• Your instructions
Each line of data below must be printed exactly as written, with any pictures removed.

• Data in this exercise
+++

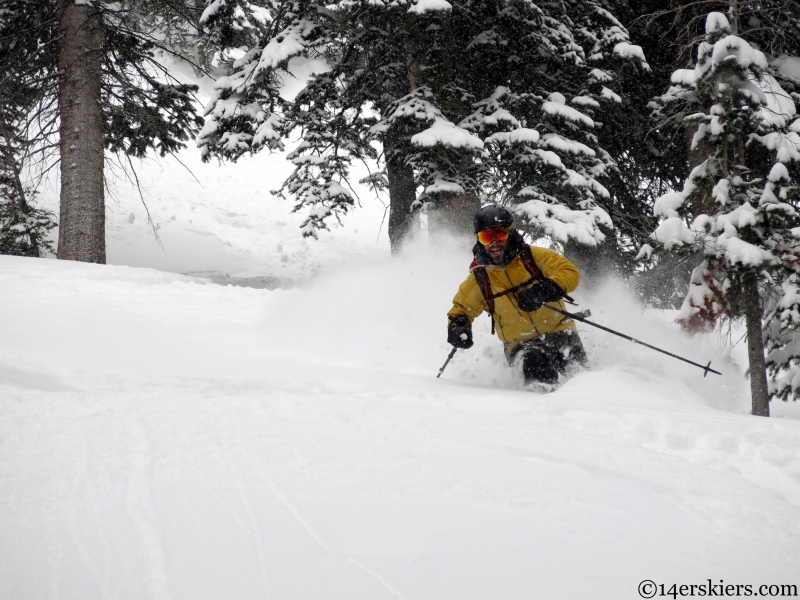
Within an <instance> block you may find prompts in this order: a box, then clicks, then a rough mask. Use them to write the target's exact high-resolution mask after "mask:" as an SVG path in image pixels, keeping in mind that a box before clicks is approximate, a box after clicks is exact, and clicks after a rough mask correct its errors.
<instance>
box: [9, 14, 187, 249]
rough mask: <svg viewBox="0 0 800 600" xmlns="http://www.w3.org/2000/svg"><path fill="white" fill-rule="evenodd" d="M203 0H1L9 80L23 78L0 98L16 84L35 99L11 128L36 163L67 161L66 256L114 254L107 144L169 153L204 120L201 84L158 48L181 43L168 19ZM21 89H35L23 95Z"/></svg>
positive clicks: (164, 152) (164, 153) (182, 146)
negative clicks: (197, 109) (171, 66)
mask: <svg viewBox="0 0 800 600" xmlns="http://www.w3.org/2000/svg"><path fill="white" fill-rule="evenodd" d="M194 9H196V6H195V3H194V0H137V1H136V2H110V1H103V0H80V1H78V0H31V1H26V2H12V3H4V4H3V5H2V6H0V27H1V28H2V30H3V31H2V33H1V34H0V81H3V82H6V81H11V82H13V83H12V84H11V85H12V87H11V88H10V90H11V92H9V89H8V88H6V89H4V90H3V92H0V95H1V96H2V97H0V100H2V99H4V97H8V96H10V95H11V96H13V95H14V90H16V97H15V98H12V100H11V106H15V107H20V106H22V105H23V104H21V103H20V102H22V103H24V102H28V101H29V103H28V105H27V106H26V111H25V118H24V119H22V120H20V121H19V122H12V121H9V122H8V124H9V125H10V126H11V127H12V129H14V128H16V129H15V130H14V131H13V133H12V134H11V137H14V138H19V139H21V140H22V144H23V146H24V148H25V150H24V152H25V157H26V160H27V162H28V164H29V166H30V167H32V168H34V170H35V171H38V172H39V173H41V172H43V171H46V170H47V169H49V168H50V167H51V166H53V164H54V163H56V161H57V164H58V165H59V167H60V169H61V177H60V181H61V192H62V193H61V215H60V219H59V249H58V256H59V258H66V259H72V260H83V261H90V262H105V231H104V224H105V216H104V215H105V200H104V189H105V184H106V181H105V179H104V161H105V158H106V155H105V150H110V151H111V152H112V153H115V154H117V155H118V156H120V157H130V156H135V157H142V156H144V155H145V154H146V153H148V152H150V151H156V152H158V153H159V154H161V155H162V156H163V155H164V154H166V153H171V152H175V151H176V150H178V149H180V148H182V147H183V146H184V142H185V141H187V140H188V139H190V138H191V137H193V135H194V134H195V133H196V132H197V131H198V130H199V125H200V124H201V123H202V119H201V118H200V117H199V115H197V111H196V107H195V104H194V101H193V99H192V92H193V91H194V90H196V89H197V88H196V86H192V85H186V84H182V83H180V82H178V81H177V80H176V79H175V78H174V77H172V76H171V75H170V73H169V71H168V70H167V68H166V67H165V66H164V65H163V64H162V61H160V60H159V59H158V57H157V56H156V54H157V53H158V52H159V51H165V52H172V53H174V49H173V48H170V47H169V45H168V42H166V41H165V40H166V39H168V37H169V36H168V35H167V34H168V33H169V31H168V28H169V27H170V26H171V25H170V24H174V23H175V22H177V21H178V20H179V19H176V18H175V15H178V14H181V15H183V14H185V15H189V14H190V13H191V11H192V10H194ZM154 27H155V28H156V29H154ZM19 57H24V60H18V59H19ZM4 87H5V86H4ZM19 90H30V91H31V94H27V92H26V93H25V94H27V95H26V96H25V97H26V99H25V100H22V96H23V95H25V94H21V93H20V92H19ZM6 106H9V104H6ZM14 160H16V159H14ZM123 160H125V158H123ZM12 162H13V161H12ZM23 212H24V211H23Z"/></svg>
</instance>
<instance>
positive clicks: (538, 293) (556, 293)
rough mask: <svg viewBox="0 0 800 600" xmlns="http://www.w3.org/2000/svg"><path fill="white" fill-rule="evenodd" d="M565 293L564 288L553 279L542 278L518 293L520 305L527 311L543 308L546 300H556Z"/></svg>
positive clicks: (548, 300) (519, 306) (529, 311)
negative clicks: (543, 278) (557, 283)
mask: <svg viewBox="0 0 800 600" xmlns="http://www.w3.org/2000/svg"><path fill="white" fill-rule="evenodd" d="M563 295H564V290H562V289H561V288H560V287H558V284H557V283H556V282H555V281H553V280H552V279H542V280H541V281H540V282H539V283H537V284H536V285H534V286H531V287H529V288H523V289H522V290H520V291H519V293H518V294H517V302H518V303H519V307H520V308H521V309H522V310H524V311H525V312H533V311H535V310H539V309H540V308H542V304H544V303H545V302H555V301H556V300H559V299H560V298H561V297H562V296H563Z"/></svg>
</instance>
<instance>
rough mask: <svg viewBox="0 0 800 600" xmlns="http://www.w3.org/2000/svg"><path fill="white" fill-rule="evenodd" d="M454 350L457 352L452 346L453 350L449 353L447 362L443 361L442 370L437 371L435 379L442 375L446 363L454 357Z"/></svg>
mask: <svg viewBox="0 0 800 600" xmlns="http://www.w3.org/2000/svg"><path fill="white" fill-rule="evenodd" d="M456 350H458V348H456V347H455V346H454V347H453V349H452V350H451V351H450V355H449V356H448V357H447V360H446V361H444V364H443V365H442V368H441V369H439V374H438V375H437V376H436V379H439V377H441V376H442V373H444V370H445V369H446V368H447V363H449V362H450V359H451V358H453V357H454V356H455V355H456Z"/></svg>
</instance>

+++

• Task output
Within an <instance> block you may find prompts in this order: a box, then clicks, then a rough mask. Use them to write the target's exact high-resolution mask after "mask:" as an SVG path in image pixels, keeping in mind that a box before clicks is approximate, a box after clicks is exact, and clicks after a rough mask correct its errors.
<instance>
box: [9, 14, 187, 249]
rough mask: <svg viewBox="0 0 800 600" xmlns="http://www.w3.org/2000/svg"><path fill="white" fill-rule="evenodd" d="M203 0H1L9 80L23 78L0 98L16 84L35 99L11 128L36 163L67 161L66 256L114 254L107 144L169 153L204 120L201 84L158 48L181 43L168 19ZM21 89H35L23 95Z"/></svg>
positive clicks: (164, 152) (164, 153) (182, 146)
negative clicks: (197, 109) (171, 66)
mask: <svg viewBox="0 0 800 600" xmlns="http://www.w3.org/2000/svg"><path fill="white" fill-rule="evenodd" d="M194 9H196V6H195V3H194V0H137V1H136V2H110V1H103V0H80V1H78V0H31V1H26V2H12V3H4V4H3V5H2V6H0V27H1V28H2V30H3V31H2V33H1V34H0V81H3V82H6V81H11V82H13V83H12V84H11V85H12V87H11V88H10V90H11V92H9V89H8V88H6V89H4V90H3V92H0V95H1V96H2V97H0V100H2V99H4V97H8V96H10V95H11V96H13V95H14V90H16V97H15V98H12V100H11V106H15V107H20V106H22V105H23V104H21V103H20V102H22V103H24V102H28V101H29V103H28V105H27V106H26V111H25V118H24V119H22V120H20V121H19V122H12V121H9V122H8V124H9V125H10V126H11V127H12V129H14V128H16V129H15V130H14V131H13V133H12V134H11V137H14V138H19V139H21V140H22V144H23V146H24V148H25V150H24V152H25V157H26V160H27V162H28V164H29V166H30V167H32V168H34V170H35V171H38V172H39V173H41V172H43V171H46V170H47V169H49V168H50V167H51V166H53V164H54V163H56V161H57V164H58V165H59V167H60V169H61V177H60V181H61V192H62V193H61V215H60V219H59V249H58V256H59V258H66V259H72V260H83V261H90V262H105V231H104V224H105V216H104V215H105V200H104V189H105V184H106V181H105V179H104V161H105V158H106V155H105V150H110V151H111V152H112V153H115V154H117V155H118V156H120V157H130V156H135V157H142V156H144V155H145V154H146V153H148V152H150V151H156V152H158V153H159V154H161V155H162V156H163V155H164V154H166V153H171V152H175V151H176V150H178V149H180V148H182V147H183V146H184V142H185V141H187V140H188V139H190V138H191V137H193V135H194V134H195V133H196V132H197V131H198V130H199V125H200V124H201V123H202V119H201V118H200V117H199V115H197V111H196V107H195V104H194V101H193V99H192V92H193V91H194V90H196V89H197V88H196V86H192V85H186V84H182V83H180V82H178V81H177V80H176V79H175V78H174V77H172V76H171V75H170V73H169V71H168V70H167V68H166V67H165V66H164V65H163V64H162V61H160V60H159V59H158V57H157V56H156V54H157V53H158V52H159V51H165V52H172V53H174V49H173V48H170V47H169V45H168V42H166V41H165V40H166V39H168V37H169V36H168V35H167V34H168V33H169V31H168V28H169V27H170V26H171V25H170V24H174V23H175V22H177V21H178V20H179V19H176V18H175V15H178V14H181V15H183V14H185V15H189V14H190V13H191V11H192V10H194ZM154 27H155V28H156V29H154ZM19 57H24V60H18V59H19ZM4 87H5V86H4ZM19 90H30V91H31V94H27V92H26V93H25V94H27V95H26V96H25V97H26V99H25V100H22V96H23V95H25V94H21V93H20V92H19ZM6 106H9V104H6ZM14 160H16V159H14ZM123 160H125V158H123ZM12 162H13V161H12ZM23 212H24V211H23Z"/></svg>
</instance>
<instance>
positive clicks: (538, 293) (556, 293)
rough mask: <svg viewBox="0 0 800 600" xmlns="http://www.w3.org/2000/svg"><path fill="white" fill-rule="evenodd" d="M565 293L564 288L553 279L542 278L518 293L520 305L527 311L543 308L546 300H556Z"/></svg>
positive clicks: (548, 300) (519, 306) (529, 311)
negative clicks: (543, 278) (557, 283)
mask: <svg viewBox="0 0 800 600" xmlns="http://www.w3.org/2000/svg"><path fill="white" fill-rule="evenodd" d="M563 295H564V290H562V289H561V288H560V287H558V284H557V283H556V282H555V281H553V280H552V279H542V280H541V281H540V282H539V283H537V284H536V285H534V286H531V287H529V288H523V289H522V290H520V291H519V293H518V294H517V302H518V303H519V307H520V308H521V309H522V310H524V311H525V312H533V311H535V310H539V309H540V308H542V304H544V303H545V302H555V301H556V300H559V299H560V298H561V297H562V296H563Z"/></svg>
</instance>
<instance>
rough mask: <svg viewBox="0 0 800 600" xmlns="http://www.w3.org/2000/svg"><path fill="white" fill-rule="evenodd" d="M454 350L457 352L452 346L453 350L449 353L447 362L443 361L442 370L437 371L435 379L442 375L446 363L454 357Z"/></svg>
mask: <svg viewBox="0 0 800 600" xmlns="http://www.w3.org/2000/svg"><path fill="white" fill-rule="evenodd" d="M456 350H458V348H456V347H455V346H454V347H453V349H452V350H451V351H450V355H449V356H448V357H447V360H446V361H444V364H443V365H442V368H441V369H439V374H438V375H437V376H436V379H439V377H441V376H442V373H444V370H445V369H446V368H447V363H449V362H450V359H451V358H453V357H454V356H455V355H456Z"/></svg>
</instance>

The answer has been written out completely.